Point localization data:
▬▬▬▬▬▬

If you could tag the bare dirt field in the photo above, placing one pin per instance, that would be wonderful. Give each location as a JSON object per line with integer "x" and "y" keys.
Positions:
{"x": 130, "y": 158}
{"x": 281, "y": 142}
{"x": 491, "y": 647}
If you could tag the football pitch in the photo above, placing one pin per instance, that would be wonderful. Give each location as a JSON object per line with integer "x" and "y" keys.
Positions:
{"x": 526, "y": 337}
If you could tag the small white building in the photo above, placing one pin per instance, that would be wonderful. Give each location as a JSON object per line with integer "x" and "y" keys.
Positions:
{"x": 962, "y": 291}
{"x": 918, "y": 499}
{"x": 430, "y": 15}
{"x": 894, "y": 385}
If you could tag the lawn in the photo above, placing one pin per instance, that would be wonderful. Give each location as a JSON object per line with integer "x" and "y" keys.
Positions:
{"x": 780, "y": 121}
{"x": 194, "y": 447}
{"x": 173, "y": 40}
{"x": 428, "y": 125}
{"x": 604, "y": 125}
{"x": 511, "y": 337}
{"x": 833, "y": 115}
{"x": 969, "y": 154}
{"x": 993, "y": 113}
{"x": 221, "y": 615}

▬▬▬▬▬▬

== Task requirements ==
Word for word, transcribe the data shown above.

== Output for this exercise ==
If you could tag the bare dirt field in the photo above, placing one pin per instance, that would be wonderful. Give each location as a JSON object per line with integer "x" and "y" keys.
Positions:
{"x": 130, "y": 158}
{"x": 281, "y": 142}
{"x": 491, "y": 647}
If you could tag the football pitch in the photo above, placing one pin per instance, that would be wonderful. Give each location as a JSON object per line with integer "x" and "y" keys.
Positions:
{"x": 526, "y": 337}
If you could tag the small white building in the photo above, placing one pin per instance, that would be wonderful. Give each location as a JSON object per line with integer "x" and "y" keys.
Positions:
{"x": 962, "y": 291}
{"x": 918, "y": 499}
{"x": 430, "y": 15}
{"x": 894, "y": 385}
If you could tag the lawn in the photo above, placing one pin per instance, that would be wonderful. Give each location as a JSON object per line with integer "x" and "y" keys.
Positions:
{"x": 780, "y": 121}
{"x": 194, "y": 447}
{"x": 173, "y": 40}
{"x": 428, "y": 125}
{"x": 604, "y": 125}
{"x": 511, "y": 337}
{"x": 833, "y": 115}
{"x": 969, "y": 154}
{"x": 993, "y": 113}
{"x": 221, "y": 615}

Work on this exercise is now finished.